Action item A | The correction below, about service animals under the ADA, cites Department of Justice guidance on when businesses may exclude a dog. List every situation that guidance names.
Action item B | Carry on writing the correction below about service animals under the ADA, starting after its final sentence.

Excerpt |
● ● ●
All corrections
X April 20, 2026 at 11:31 PM

x.com/harryh/status/2046214503935709211

1 correction found

1
Claim
nothing the business can do if a pet owner lies, even blatantly.
Correction

The ADA does not leave businesses with 'nothing' they can do. DOJ guidance and the Title III regulations expressly allow businesses to ask the two Q7 questions and to exclude or remove animals in several situations.

Full reasoning

This sentence overstates what the ADA requires.

It is true that Q7 limits staff to two questions when it is not obvious a dog is a service animal. But the ADA does not leave a business with "nothing" it can do after that. The Department of Justice's own guidance says businesses may exclude a dog that is out of control, not housebroken, or whose presence would fundamentally alter the service or violate legitimate safety requirements. The binding Title III regulation likewise allows a public accommodation to require removal of a service animal if the animal is out of control and the handler does not take effective action, or if the animal is not housebroken.
● ● ●
Extracted material |
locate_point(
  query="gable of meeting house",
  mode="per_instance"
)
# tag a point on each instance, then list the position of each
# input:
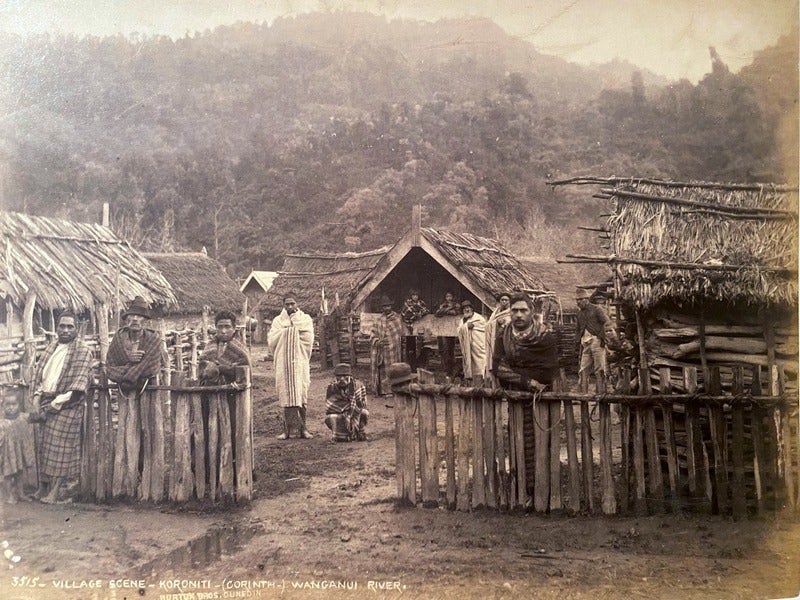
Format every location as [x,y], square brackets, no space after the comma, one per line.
[256,284]
[709,271]
[50,264]
[201,286]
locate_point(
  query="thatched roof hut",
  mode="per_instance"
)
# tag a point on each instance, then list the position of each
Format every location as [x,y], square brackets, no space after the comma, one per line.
[307,276]
[67,264]
[198,281]
[690,243]
[708,270]
[435,261]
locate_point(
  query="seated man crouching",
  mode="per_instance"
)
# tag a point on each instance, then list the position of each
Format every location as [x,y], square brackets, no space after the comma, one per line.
[346,411]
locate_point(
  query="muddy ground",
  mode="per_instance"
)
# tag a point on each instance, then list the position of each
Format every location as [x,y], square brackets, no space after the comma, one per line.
[323,524]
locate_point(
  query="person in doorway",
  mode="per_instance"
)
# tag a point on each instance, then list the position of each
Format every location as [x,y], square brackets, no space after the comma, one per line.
[526,359]
[385,345]
[135,355]
[472,339]
[346,413]
[290,339]
[500,317]
[447,344]
[60,383]
[590,336]
[413,310]
[224,353]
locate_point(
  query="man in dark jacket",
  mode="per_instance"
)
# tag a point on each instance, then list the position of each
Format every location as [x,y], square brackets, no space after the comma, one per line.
[525,358]
[590,336]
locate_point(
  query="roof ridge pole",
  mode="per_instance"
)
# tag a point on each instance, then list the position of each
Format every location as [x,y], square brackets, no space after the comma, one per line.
[416,223]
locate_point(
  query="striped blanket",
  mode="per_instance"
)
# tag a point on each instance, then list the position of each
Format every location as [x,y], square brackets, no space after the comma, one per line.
[346,410]
[290,339]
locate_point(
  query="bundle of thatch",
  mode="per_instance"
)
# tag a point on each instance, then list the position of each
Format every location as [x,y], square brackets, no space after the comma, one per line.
[699,243]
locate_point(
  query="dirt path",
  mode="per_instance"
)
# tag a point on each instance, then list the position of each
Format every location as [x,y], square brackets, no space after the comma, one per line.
[324,525]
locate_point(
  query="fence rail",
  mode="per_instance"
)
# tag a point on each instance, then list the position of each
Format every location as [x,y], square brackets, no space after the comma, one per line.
[176,442]
[724,449]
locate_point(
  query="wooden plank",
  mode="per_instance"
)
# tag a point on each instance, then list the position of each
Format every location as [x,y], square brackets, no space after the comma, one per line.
[640,493]
[625,441]
[719,443]
[609,501]
[478,477]
[655,478]
[556,502]
[519,459]
[541,438]
[574,498]
[487,406]
[120,466]
[587,456]
[463,500]
[226,490]
[450,452]
[244,437]
[503,480]
[145,410]
[184,483]
[105,443]
[428,445]
[199,444]
[213,444]
[791,452]
[673,474]
[738,487]
[695,464]
[158,471]
[88,477]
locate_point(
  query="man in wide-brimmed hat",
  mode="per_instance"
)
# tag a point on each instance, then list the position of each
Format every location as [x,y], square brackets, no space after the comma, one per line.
[385,344]
[135,354]
[346,413]
[590,335]
[60,384]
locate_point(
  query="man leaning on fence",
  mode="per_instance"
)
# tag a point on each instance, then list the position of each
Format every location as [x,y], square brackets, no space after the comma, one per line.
[224,353]
[525,358]
[60,384]
[135,354]
[346,413]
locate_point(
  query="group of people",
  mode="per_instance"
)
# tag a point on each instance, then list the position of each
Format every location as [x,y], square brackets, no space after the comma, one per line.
[291,339]
[513,348]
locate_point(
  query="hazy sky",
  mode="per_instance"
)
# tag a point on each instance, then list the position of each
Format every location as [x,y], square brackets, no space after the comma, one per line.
[669,37]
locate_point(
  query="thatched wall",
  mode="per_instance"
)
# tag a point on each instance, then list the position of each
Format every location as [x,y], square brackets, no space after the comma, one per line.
[198,281]
[73,265]
[698,244]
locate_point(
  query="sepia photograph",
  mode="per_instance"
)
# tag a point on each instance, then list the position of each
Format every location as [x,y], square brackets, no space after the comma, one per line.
[344,299]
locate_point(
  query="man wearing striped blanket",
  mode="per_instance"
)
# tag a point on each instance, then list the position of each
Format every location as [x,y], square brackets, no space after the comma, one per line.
[290,339]
[346,411]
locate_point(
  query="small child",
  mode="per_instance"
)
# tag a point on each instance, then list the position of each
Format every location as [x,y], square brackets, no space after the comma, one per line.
[17,453]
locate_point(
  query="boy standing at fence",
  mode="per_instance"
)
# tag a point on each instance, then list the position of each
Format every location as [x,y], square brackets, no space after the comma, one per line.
[60,384]
[290,339]
[17,453]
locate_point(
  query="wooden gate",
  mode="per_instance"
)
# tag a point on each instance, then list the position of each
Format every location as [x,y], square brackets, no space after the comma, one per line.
[727,449]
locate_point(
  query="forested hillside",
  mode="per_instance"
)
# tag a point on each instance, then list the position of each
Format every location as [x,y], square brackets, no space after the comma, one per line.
[320,132]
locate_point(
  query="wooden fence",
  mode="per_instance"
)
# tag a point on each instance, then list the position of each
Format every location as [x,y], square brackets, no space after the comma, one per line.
[177,442]
[727,449]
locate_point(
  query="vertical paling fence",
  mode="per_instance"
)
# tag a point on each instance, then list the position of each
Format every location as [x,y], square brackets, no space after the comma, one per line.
[723,441]
[177,442]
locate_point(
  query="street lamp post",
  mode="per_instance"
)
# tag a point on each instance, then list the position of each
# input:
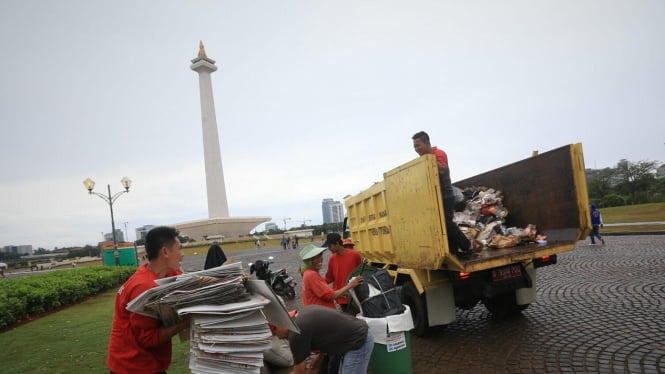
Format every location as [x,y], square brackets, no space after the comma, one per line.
[109,199]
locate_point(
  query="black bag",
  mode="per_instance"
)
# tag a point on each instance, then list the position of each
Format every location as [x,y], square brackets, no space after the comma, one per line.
[387,303]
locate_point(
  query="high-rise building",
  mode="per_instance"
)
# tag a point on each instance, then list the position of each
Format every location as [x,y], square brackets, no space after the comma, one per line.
[271,226]
[333,211]
[142,231]
[119,236]
[19,249]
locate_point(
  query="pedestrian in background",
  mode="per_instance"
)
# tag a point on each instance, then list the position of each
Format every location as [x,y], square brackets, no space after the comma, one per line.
[596,224]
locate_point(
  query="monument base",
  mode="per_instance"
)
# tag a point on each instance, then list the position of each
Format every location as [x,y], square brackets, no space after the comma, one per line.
[220,227]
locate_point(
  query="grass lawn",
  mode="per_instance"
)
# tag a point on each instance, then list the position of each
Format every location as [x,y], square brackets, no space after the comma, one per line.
[72,340]
[654,212]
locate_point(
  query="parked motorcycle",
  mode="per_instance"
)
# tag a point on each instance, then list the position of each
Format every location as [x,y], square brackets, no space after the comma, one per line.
[280,282]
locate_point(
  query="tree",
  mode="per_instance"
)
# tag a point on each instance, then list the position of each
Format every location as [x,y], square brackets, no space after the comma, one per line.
[636,177]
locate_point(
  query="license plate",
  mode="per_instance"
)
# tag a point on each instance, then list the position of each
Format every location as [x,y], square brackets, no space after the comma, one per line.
[506,272]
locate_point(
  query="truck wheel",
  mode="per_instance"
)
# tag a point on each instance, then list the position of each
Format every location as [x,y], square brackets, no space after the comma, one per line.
[416,303]
[503,305]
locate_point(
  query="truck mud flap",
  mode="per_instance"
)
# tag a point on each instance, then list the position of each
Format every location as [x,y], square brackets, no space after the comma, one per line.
[505,279]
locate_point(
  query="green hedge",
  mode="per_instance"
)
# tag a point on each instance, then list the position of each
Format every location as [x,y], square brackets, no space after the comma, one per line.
[37,293]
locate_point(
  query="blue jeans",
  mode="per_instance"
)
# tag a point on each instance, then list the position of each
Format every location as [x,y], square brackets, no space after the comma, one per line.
[356,362]
[595,233]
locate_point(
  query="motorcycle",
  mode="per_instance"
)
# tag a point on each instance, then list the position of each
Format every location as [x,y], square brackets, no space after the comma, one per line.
[280,282]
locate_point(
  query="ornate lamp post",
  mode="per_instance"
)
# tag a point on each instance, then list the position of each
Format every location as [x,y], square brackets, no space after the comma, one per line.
[109,199]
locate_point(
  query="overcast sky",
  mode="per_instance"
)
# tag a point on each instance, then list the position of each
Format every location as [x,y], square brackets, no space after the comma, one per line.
[314,100]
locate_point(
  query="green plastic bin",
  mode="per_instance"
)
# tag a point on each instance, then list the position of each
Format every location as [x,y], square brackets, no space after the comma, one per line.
[394,357]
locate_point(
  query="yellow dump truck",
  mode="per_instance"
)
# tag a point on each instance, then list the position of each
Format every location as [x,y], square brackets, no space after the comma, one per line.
[398,225]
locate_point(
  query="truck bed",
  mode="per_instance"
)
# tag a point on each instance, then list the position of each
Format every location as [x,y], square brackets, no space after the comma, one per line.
[400,221]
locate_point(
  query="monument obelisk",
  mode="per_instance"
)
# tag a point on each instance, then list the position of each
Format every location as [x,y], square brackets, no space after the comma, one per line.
[219,224]
[217,203]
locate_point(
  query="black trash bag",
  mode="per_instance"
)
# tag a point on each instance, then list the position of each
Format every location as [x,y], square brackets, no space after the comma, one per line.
[386,303]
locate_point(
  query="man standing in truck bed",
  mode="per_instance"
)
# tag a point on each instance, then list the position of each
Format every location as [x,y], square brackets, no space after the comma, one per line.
[457,241]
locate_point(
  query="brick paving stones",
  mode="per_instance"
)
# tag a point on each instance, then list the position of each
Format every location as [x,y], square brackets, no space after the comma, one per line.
[601,309]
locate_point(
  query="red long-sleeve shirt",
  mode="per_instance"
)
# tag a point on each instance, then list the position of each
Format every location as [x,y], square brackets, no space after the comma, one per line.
[339,268]
[135,346]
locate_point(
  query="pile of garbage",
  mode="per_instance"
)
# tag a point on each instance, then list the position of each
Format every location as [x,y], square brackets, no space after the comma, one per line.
[481,215]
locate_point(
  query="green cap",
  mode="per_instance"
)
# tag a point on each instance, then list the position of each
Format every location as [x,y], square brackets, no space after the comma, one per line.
[311,251]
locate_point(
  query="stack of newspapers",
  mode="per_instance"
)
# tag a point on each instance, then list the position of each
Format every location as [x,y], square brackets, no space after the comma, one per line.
[229,317]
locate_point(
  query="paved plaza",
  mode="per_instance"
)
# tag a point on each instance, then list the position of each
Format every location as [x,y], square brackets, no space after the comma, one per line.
[601,309]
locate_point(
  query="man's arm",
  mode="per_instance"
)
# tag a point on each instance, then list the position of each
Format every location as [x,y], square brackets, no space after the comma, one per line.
[354,283]
[299,368]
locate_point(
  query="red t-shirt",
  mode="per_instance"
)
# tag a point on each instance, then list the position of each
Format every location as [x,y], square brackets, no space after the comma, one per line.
[339,268]
[315,290]
[441,156]
[135,346]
● ● ●
Task output A |
- The dog is out of control.
- The dog is not housebroken.
- The dog's presence would fundamentally alter the service.
- The dog's presence would violate legitimate safety requirements.

Task output B |
The DOJ guidance also makes clear that emotional support, therapy, comfort, or companion animals are not service animals under the ADA. So if the person's answers show the dog is only for comfort/emotional support, the business does have something it can do: it can deny treatment as an ADA service animal.

So while the ADA limits how far a business may probe, it is inaccurate to say there is "nothing" a business can do. The law and DOJ guidance expressly preserve several ways businesses may police their spaces.

3 sources
  • Frequently Asked Questions about Service Animals and the ADA | ADA.gov

    Q3: 'Emotional support, therapy, comfort, or companion animals' do not qualify as service animals under the ADA. Q25 says service animals may be excluded if admitting them would fundamentally alter the service or if a particular service animal is out of control or not housebroken. Q28 adds that if a service animal is out of control and the handler does not take effective action, staff may request that the animal be removed from the premises.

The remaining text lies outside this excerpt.